**SHORT PROBLEM:** Reproduce everything from the line containing "For every instance of the clasped" down to the line containing "pixel 765 652", swapping "clasped hand" for "gloved hand" and leaving all else unchanged.

[A block of data]
-------------------------
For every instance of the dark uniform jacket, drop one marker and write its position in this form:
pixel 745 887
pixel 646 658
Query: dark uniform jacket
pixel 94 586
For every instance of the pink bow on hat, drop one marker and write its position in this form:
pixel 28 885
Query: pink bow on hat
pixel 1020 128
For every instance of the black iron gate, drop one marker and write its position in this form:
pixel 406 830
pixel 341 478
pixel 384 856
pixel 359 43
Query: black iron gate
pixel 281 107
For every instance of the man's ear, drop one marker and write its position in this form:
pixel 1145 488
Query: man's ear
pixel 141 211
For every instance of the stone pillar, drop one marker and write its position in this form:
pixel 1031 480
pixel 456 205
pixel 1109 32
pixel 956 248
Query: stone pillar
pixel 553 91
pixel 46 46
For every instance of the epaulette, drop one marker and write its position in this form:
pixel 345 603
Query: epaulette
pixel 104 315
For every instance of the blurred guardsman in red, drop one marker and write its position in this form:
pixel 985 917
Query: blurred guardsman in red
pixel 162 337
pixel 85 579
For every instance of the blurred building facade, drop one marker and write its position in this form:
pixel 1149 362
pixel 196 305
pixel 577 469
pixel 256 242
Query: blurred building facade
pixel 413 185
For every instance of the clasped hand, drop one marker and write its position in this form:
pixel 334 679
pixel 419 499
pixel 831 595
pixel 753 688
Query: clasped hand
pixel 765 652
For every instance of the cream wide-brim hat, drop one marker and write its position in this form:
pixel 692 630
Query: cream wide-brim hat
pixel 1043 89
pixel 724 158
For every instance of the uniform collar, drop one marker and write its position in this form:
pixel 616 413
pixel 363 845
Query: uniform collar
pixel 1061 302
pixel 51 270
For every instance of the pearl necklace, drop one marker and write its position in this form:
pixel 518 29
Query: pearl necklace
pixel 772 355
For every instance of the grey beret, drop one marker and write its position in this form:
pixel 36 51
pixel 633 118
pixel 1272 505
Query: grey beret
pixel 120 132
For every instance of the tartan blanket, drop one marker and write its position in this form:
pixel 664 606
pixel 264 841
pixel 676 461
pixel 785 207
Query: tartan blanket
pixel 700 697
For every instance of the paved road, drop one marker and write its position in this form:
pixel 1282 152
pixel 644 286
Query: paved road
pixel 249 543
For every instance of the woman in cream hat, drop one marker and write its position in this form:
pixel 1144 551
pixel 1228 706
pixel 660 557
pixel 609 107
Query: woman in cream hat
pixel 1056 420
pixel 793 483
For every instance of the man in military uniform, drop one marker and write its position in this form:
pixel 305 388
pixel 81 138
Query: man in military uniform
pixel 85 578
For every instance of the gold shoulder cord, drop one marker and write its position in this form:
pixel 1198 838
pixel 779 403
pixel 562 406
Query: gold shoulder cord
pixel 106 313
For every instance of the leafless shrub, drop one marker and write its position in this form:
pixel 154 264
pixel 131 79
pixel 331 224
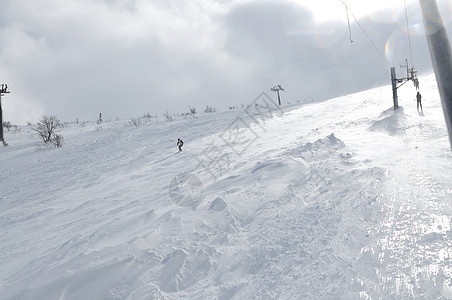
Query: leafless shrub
pixel 47 129
pixel 210 109
pixel 135 122
pixel 168 117
pixel 7 125
pixel 192 111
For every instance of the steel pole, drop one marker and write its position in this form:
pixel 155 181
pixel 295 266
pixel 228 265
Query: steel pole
pixel 1 121
pixel 440 52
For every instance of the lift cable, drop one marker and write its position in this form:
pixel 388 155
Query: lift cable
pixel 365 33
pixel 409 35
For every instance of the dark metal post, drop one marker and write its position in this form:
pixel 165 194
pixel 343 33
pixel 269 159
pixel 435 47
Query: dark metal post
pixel 440 52
pixel 394 88
pixel 1 121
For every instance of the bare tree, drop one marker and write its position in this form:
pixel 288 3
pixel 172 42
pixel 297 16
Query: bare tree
pixel 7 125
pixel 192 111
pixel 210 109
pixel 47 130
pixel 135 122
pixel 168 117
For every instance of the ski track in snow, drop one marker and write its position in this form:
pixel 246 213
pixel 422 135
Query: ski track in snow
pixel 343 199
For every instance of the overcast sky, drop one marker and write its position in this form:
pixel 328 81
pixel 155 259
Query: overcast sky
pixel 125 58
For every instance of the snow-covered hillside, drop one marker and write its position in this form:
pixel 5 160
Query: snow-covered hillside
pixel 344 199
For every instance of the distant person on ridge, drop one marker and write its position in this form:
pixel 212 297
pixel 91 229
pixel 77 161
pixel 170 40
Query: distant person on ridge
pixel 180 143
pixel 418 98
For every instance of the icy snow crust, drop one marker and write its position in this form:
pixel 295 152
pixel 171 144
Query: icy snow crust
pixel 345 199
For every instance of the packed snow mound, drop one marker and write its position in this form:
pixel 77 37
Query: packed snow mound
pixel 218 205
pixel 390 121
pixel 288 170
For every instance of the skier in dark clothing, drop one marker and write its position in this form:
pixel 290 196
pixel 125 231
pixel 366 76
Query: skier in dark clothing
pixel 418 98
pixel 180 143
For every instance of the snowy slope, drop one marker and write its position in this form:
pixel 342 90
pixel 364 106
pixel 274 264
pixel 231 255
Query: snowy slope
pixel 341 199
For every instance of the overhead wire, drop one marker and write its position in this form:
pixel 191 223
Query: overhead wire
pixel 409 35
pixel 365 33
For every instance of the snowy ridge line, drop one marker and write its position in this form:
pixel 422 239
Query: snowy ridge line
pixel 334 200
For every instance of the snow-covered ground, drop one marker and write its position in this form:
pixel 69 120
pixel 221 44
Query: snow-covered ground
pixel 344 199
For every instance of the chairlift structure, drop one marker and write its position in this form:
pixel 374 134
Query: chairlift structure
pixel 276 89
pixel 411 74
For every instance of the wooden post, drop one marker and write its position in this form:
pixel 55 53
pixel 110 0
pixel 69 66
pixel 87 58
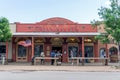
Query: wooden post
pixel 32 48
pixel 82 50
pixel 6 51
pixel 106 60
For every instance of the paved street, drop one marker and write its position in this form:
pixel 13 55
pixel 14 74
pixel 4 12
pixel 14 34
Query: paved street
pixel 58 75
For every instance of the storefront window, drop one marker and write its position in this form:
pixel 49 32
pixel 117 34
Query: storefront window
pixel 73 51
pixel 21 51
pixel 2 50
pixel 88 51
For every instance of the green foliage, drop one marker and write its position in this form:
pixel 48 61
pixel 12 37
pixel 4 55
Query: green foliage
pixel 5 33
pixel 111 20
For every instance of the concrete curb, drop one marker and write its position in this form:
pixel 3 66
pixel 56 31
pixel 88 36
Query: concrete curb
pixel 59 68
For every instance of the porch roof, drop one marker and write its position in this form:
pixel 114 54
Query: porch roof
pixel 56 34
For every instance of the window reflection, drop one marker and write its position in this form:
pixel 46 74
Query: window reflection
pixel 38 49
pixel 73 49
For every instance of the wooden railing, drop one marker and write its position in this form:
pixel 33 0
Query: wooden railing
pixel 45 58
pixel 77 59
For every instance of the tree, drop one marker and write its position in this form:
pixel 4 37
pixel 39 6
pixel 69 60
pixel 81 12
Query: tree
pixel 111 19
pixel 5 33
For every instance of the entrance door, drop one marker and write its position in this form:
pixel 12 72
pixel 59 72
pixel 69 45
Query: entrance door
pixel 88 52
pixel 56 49
pixel 38 49
pixel 22 54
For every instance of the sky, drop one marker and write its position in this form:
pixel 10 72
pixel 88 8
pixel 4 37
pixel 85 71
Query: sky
pixel 32 11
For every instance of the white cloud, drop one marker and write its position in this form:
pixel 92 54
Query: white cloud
pixel 107 3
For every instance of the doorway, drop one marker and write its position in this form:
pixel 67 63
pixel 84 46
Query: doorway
pixel 56 49
pixel 22 53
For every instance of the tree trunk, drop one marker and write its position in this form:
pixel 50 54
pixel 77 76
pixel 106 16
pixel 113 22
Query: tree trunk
pixel 119 54
pixel 6 51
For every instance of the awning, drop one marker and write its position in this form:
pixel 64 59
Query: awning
pixel 56 34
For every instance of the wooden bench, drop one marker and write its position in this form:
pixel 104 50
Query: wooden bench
pixel 90 58
pixel 45 58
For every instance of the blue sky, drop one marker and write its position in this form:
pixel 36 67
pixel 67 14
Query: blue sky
pixel 31 11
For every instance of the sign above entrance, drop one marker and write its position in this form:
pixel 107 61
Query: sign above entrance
pixel 54 25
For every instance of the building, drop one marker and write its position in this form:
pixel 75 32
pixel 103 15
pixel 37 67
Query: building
pixel 59 34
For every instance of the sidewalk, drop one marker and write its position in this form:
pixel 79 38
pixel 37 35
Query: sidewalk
pixel 58 68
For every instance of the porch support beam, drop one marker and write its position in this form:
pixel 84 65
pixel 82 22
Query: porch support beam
pixel 32 48
pixel 82 50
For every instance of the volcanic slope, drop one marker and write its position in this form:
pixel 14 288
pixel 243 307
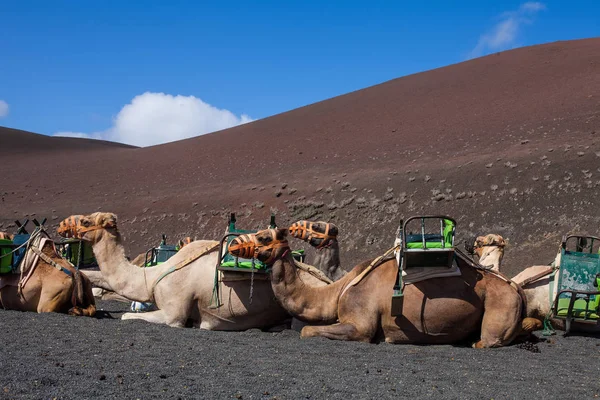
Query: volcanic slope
pixel 508 143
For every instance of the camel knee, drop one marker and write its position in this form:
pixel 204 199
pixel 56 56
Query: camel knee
pixel 308 331
pixel 529 325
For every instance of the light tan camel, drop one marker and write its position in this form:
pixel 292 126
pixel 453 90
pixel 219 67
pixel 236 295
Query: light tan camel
pixel 323 237
pixel 439 310
pixel 490 249
pixel 185 296
pixel 534 280
pixel 48 282
pixel 139 260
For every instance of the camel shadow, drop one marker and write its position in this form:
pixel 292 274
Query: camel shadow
pixel 105 314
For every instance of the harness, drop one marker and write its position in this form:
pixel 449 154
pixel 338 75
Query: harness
pixel 303 230
pixel 72 227
pixel 178 266
pixel 29 262
pixel 248 246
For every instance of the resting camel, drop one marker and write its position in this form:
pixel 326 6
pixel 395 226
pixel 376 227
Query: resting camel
pixel 323 237
pixel 47 282
pixel 439 310
pixel 534 280
pixel 182 287
pixel 106 294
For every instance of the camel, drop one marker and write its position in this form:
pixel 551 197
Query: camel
pixel 47 282
pixel 323 237
pixel 182 287
pixel 139 260
pixel 535 282
pixel 358 306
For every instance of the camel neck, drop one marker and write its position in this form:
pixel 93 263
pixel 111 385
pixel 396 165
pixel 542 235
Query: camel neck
pixel 315 304
pixel 125 278
pixel 327 260
pixel 491 257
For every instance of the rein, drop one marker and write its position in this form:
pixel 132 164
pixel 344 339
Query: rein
pixel 248 246
pixel 303 230
pixel 72 227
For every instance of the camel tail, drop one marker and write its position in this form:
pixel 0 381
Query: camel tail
pixel 79 287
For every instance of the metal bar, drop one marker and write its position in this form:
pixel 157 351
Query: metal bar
pixel 423 233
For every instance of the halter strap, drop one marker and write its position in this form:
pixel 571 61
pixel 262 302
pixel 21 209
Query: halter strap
pixel 303 230
pixel 71 227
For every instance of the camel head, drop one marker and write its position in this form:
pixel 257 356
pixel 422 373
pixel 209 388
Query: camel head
pixel 88 227
pixel 488 248
pixel 184 242
pixel 318 234
pixel 267 246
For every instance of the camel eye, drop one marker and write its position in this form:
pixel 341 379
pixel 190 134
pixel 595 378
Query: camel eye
pixel 264 240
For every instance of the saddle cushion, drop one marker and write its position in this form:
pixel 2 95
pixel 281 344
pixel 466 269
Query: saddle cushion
pixel 579 307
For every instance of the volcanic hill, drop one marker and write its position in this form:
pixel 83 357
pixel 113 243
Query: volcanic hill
pixel 508 143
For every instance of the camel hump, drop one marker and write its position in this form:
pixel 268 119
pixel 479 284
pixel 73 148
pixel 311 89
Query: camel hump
pixel 314 271
pixel 529 274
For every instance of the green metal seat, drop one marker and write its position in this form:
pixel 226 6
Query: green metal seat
pixel 424 249
pixel 6 248
pixel 578 281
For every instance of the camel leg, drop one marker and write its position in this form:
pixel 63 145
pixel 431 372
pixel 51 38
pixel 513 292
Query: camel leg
pixel 339 331
pixel 97 279
pixel 158 317
pixel 501 323
pixel 52 303
pixel 528 325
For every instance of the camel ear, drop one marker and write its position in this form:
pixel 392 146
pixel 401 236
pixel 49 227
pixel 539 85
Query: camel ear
pixel 109 221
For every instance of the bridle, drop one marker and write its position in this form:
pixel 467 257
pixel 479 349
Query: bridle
pixel 72 227
pixel 303 230
pixel 248 246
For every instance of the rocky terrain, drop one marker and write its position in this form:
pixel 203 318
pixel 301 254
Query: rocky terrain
pixel 508 143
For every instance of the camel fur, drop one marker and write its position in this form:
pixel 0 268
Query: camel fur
pixel 47 289
pixel 184 297
pixel 435 311
pixel 536 290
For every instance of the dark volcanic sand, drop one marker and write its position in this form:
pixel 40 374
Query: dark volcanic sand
pixel 45 356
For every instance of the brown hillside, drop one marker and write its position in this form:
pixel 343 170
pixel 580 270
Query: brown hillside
pixel 508 143
pixel 15 141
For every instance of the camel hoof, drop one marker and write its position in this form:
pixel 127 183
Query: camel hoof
pixel 307 331
pixel 529 325
pixel 77 311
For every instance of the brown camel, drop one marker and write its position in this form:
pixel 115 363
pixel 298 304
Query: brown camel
pixel 323 237
pixel 439 310
pixel 46 283
pixel 182 287
pixel 534 280
pixel 139 260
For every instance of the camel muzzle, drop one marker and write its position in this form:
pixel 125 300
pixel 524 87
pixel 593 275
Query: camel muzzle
pixel 248 246
pixel 304 230
pixel 69 227
pixel 244 246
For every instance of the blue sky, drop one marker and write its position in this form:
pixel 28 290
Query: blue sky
pixel 115 69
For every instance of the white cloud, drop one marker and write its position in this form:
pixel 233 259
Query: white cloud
pixel 3 109
pixel 76 134
pixel 504 34
pixel 154 118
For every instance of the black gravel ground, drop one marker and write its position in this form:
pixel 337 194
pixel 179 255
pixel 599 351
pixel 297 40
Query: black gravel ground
pixel 52 356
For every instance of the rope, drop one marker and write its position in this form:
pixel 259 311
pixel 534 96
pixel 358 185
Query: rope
pixel 375 263
pixel 26 243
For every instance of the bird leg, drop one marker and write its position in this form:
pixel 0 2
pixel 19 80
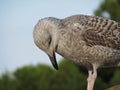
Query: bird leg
pixel 91 78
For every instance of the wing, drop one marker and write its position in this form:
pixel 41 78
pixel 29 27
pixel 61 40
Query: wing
pixel 96 30
pixel 93 38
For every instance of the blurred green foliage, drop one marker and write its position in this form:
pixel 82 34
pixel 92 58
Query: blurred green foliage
pixel 69 76
pixel 43 77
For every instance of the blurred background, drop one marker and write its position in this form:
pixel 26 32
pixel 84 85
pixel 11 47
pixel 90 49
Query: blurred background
pixel 24 67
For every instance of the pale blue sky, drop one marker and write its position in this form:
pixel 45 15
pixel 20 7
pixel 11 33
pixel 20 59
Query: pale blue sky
pixel 17 20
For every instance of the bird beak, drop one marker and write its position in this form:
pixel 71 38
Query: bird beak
pixel 53 60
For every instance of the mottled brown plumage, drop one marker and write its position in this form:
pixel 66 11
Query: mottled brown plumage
pixel 90 41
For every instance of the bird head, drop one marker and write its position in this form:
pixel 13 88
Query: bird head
pixel 46 37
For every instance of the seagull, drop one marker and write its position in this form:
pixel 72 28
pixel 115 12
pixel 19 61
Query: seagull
pixel 90 41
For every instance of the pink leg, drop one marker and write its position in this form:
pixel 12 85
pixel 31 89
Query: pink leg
pixel 91 78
-------------------------
**THE REPLY:**
For every instance of the gloved hand, drop one marker and write its position in this form:
pixel 334 679
pixel 419 499
pixel 831 595
pixel 753 688
Query: gloved hand
pixel 765 652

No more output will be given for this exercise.